# TASK BRIEF
Copy out the stretch from the line containing "One point for each instance of the white tent" through the end of the rows, with the requests included, and add 55 to every x and y coordinate in the answers, leaving the requests and their format samples unchanged.

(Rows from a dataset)
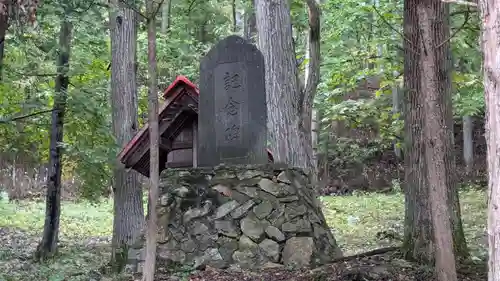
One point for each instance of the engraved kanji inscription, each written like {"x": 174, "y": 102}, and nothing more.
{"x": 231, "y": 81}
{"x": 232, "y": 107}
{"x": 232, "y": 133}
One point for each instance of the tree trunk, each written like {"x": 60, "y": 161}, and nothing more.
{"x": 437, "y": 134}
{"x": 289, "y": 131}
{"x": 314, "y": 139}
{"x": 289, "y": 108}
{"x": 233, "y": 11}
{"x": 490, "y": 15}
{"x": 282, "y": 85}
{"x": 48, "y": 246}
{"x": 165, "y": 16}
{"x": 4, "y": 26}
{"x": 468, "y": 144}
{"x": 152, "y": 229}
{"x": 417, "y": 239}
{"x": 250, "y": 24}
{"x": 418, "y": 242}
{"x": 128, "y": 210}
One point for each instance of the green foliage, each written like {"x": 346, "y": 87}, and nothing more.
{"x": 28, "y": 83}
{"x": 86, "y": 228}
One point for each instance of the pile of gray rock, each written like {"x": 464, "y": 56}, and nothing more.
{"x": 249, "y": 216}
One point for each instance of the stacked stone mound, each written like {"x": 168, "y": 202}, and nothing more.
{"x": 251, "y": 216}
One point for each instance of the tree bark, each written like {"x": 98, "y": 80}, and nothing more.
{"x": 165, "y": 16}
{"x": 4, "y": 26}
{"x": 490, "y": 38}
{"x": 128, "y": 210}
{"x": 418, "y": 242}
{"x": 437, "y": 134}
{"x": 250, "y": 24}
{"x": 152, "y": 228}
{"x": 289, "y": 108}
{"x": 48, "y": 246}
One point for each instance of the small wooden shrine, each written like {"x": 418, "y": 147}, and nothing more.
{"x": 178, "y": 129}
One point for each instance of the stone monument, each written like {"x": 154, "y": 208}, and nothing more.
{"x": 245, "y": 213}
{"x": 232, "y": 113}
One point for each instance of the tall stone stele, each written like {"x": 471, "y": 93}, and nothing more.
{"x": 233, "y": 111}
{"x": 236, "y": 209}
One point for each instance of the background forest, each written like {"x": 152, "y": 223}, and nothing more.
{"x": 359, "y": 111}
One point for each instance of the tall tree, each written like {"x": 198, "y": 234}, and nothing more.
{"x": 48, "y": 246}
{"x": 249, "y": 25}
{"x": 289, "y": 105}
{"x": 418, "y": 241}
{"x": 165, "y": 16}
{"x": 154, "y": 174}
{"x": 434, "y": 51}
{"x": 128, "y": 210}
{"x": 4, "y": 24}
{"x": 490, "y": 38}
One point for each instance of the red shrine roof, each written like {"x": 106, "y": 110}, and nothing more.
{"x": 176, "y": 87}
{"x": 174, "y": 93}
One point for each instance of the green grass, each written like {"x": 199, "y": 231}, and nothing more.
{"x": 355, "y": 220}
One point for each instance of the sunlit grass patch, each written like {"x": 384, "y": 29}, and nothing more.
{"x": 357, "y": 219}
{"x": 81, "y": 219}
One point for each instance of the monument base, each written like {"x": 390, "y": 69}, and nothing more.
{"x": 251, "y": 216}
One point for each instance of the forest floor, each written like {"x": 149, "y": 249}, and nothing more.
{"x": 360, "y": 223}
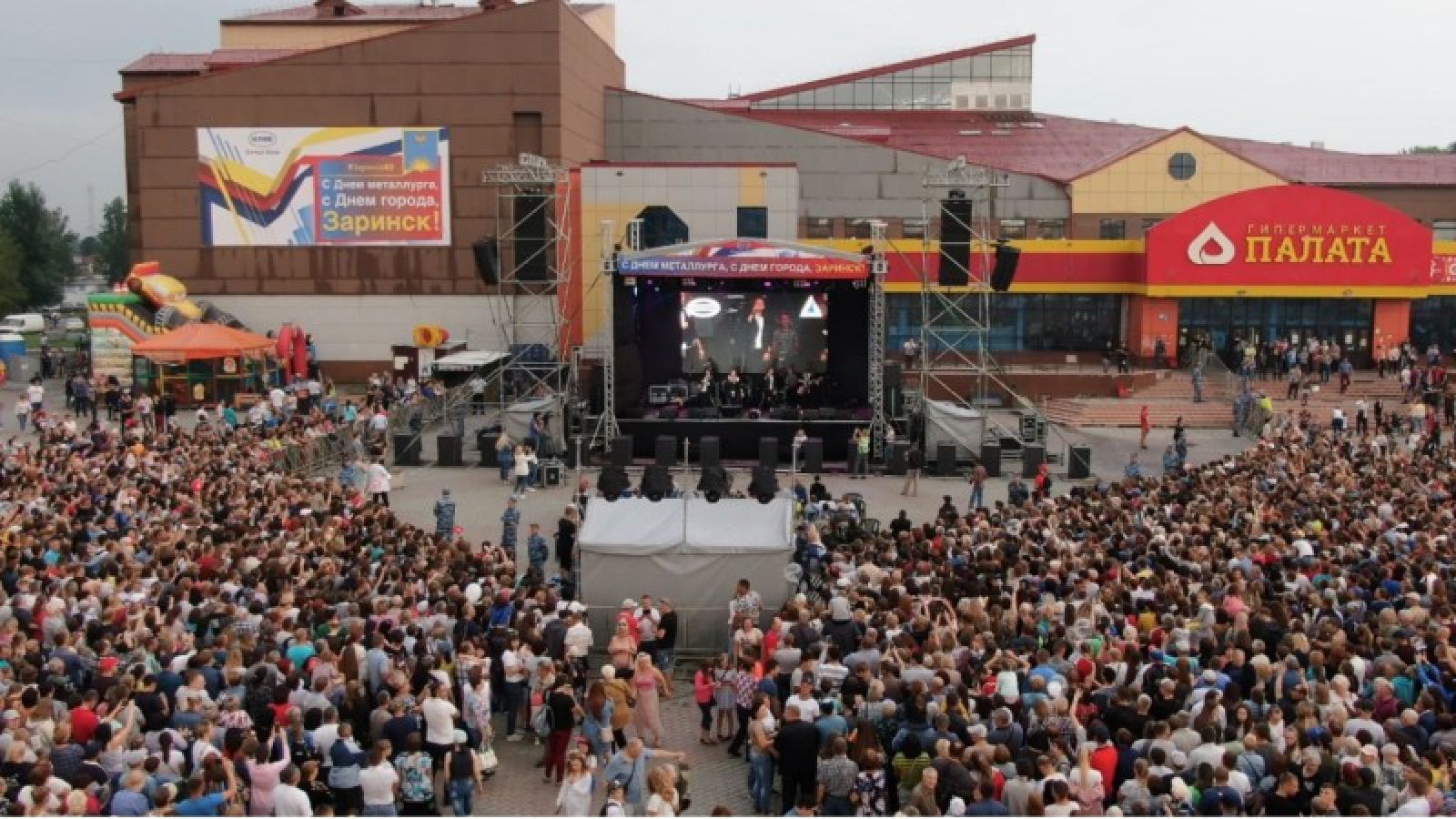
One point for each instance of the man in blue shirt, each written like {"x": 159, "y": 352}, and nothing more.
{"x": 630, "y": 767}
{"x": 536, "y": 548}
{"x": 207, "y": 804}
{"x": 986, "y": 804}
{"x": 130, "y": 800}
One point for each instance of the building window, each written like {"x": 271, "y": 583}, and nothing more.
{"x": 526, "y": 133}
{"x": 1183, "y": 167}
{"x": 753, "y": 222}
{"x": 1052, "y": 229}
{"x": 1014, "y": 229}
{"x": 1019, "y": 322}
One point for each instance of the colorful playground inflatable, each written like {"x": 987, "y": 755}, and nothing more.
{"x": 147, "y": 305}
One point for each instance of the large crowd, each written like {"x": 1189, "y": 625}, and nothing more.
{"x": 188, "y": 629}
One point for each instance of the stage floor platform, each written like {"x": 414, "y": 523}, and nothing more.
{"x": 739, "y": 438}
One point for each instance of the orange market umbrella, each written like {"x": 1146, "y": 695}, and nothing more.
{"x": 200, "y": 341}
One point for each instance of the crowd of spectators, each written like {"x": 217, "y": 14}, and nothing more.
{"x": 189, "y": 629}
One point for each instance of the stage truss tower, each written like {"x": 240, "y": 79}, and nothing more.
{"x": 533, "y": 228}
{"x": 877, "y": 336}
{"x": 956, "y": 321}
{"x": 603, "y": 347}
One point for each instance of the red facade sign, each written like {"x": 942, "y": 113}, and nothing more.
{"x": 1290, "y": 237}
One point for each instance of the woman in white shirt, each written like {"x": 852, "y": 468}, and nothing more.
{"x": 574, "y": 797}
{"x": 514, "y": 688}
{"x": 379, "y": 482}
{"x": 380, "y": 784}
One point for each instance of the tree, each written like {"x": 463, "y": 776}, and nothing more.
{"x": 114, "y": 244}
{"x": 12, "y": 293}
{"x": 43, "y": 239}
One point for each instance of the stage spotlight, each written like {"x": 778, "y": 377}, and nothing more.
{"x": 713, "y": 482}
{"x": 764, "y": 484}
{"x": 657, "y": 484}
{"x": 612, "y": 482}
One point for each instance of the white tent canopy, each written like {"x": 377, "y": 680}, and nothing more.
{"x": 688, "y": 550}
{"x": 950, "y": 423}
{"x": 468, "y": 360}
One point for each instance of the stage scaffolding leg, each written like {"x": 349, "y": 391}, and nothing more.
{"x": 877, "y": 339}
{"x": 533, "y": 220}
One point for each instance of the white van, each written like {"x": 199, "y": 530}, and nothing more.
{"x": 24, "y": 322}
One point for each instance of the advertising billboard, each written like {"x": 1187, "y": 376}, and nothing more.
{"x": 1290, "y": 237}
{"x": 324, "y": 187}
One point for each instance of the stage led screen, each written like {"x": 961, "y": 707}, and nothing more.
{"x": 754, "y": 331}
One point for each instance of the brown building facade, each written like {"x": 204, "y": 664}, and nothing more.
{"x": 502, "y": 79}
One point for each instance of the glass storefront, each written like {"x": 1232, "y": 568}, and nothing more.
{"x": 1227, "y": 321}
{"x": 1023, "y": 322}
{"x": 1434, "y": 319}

# ANSWER TO THE PROBLEM
One point for each instance of the white tent canopy, each written like {"x": 377, "y": 680}, and nothing more.
{"x": 743, "y": 605}
{"x": 1005, "y": 478}
{"x": 523, "y": 415}
One point for each instance of the stage scaffolding leg, each written like {"x": 349, "y": 391}, and nothing more.
{"x": 932, "y": 394}
{"x": 588, "y": 275}
One point for each instance of the white van, each written like {"x": 199, "y": 530}, and nothing more.
{"x": 79, "y": 377}
One point for each instance of the advertising billboard, each written like {"x": 1187, "y": 376}, and nothing more.
{"x": 1345, "y": 292}
{"x": 379, "y": 242}
One point for each instance of the stage led screen, each written like {"x": 961, "y": 707}, and nothing more.
{"x": 809, "y": 386}
One point for each instance of the brown building facade, each written like {"x": 204, "y": 664}, and nothing more.
{"x": 557, "y": 134}
One point for each instance of the glass storefront, each written like {"x": 1232, "y": 568}, and nothing more.
{"x": 1282, "y": 376}
{"x": 1078, "y": 377}
{"x": 1489, "y": 374}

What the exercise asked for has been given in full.